**WHAT IS ASKED**
Reproduce the records below word for word, starting at the line that contains "Pest-scouting request: point out the red" and continuing through the last line of the records.
━━━━━ EXERCISE MATERIAL ━━━━━
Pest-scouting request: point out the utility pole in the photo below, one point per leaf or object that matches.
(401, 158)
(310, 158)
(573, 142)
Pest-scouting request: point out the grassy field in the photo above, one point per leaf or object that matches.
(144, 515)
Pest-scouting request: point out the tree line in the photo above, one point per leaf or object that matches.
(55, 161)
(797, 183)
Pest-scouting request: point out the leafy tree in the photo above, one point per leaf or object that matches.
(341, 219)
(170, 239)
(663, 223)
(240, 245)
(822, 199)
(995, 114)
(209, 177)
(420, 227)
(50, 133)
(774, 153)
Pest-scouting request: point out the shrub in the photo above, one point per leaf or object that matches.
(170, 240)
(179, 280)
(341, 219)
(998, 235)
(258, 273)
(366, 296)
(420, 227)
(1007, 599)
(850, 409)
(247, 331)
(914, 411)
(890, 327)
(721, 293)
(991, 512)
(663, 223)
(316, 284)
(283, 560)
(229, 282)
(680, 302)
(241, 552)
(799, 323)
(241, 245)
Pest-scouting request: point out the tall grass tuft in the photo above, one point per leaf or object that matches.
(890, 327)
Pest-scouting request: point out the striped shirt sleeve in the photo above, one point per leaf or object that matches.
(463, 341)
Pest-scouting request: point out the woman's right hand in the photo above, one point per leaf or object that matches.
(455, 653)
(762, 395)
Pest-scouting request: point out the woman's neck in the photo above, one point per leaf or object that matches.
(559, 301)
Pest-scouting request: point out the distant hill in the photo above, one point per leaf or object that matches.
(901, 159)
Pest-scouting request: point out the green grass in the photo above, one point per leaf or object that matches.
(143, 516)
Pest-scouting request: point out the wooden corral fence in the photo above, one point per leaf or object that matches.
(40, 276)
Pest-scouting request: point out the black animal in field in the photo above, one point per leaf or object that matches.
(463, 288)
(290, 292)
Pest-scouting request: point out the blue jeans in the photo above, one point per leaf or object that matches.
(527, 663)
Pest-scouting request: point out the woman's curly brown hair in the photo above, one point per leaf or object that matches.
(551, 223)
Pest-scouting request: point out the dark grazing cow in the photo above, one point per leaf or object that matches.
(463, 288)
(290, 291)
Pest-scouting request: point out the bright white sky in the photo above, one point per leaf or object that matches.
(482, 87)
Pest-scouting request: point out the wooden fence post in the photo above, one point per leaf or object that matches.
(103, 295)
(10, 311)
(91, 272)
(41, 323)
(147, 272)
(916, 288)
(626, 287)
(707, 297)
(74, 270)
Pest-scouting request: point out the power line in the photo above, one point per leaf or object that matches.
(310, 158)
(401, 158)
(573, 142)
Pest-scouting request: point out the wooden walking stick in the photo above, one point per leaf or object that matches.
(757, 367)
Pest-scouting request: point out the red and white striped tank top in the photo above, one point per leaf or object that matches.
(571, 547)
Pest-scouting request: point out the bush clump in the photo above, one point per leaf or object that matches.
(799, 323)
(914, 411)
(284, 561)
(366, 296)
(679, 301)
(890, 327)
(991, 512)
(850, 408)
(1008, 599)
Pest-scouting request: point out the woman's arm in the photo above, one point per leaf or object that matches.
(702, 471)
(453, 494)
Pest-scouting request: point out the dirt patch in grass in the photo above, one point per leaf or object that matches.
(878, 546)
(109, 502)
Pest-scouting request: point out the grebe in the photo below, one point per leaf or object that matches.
━━━━━
**FINAL RESULT**
Pest-scouting request: point out the red and white striped tank top in the photo above, one point per leaf or object that matches.
(571, 547)
Pest-scouting request: point out the bush clump in the photo above, one point per leaf or object that matches.
(799, 323)
(914, 411)
(284, 561)
(366, 296)
(679, 301)
(890, 327)
(991, 512)
(850, 408)
(1008, 599)
Pest-scouting request: point out the woman's arm in the photo above, one point per leaf or object that matches.
(702, 471)
(453, 494)
Pest-scouting request: point out the dirt patch in grass in the photo above, one point per leaf or object that matches.
(878, 546)
(109, 502)
Pest-scouting request: point out the grebe in the photo below, one point per leaf or object that matches.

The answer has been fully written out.